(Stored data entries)
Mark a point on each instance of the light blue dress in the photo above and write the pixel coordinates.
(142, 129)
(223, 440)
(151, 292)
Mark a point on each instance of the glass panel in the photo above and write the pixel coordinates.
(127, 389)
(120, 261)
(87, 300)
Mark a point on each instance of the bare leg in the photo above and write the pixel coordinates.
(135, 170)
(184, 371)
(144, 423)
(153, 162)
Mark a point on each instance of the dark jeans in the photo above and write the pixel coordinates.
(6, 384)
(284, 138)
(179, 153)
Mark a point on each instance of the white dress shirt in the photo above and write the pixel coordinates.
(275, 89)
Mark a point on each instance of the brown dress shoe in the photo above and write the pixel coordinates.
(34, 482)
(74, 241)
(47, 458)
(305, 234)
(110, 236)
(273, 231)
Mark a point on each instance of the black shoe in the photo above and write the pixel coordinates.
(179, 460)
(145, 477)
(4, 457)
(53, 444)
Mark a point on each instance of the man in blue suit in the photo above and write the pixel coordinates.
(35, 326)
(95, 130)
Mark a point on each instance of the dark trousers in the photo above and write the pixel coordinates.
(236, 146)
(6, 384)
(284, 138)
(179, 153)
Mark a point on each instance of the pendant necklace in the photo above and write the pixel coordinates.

--

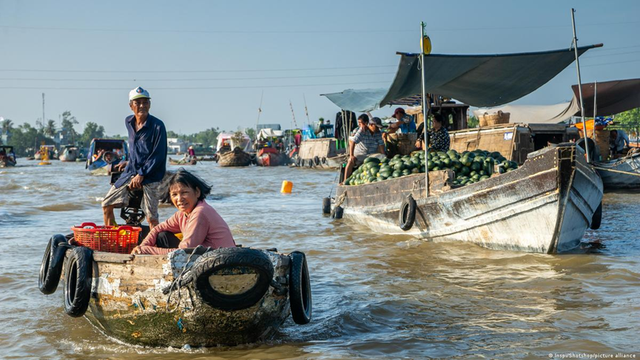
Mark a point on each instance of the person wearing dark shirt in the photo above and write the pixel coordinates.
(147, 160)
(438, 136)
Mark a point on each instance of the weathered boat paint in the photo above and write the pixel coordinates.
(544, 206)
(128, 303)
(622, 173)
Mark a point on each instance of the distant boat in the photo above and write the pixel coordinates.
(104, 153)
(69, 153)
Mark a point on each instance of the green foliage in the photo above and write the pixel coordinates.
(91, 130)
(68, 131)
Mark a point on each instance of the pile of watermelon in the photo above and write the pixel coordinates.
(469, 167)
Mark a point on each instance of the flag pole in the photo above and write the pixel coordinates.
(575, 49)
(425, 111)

...

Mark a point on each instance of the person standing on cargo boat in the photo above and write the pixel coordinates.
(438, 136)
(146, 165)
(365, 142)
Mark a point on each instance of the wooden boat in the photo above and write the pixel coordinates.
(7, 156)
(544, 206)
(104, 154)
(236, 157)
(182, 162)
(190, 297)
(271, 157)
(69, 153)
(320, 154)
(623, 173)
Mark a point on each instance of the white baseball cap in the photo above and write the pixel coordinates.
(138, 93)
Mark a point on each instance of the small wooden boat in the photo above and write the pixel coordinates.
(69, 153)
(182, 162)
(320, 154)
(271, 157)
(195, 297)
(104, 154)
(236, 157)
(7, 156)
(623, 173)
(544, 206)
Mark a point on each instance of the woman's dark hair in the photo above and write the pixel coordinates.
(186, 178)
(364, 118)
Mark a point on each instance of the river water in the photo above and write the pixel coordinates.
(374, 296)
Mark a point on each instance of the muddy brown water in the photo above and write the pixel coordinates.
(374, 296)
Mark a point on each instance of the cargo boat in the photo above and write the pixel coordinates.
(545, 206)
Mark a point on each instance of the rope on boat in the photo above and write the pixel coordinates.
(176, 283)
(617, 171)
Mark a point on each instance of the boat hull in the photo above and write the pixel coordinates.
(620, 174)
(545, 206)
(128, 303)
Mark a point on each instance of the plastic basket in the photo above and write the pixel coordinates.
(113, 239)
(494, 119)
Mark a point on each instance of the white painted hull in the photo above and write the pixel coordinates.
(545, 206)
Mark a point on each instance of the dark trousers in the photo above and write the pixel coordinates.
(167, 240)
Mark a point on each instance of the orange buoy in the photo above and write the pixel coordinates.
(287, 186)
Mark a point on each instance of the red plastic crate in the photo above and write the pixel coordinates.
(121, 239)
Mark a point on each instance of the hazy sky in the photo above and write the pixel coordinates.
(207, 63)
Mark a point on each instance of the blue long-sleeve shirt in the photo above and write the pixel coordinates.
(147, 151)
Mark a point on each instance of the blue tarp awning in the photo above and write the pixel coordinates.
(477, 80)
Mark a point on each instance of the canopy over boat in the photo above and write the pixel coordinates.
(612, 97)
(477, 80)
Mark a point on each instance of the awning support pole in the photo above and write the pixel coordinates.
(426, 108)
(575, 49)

# TASK STATEMENT:
Please reproduce the lines from the line with "Mark a point on each instance of the brown" to the line with "Mark a point on each instance of the pendant", both ends included, exactly as they appear above.

# ANSWER FOR THIS EXERCISE:
Mark a point on each instance of the brown dress shoe in the photo above and write the pixel coordinates.
(34, 482)
(74, 241)
(47, 458)
(305, 234)
(110, 236)
(273, 231)
Mark a point on each instance of the black shoe in the photo above and write the pixel coordinates.
(179, 460)
(145, 477)
(4, 457)
(53, 444)
Mark a point on each instance of the man in blue suit in the photo above and write the pixel coordinates.
(35, 326)
(95, 130)
Mark a point on each instance of the dark trousers in the photo above and write the pixel coordinates.
(236, 146)
(6, 384)
(284, 138)
(179, 153)
Mark a point on each instance of the pendant necklace in the photo above and write the pixel coordinates.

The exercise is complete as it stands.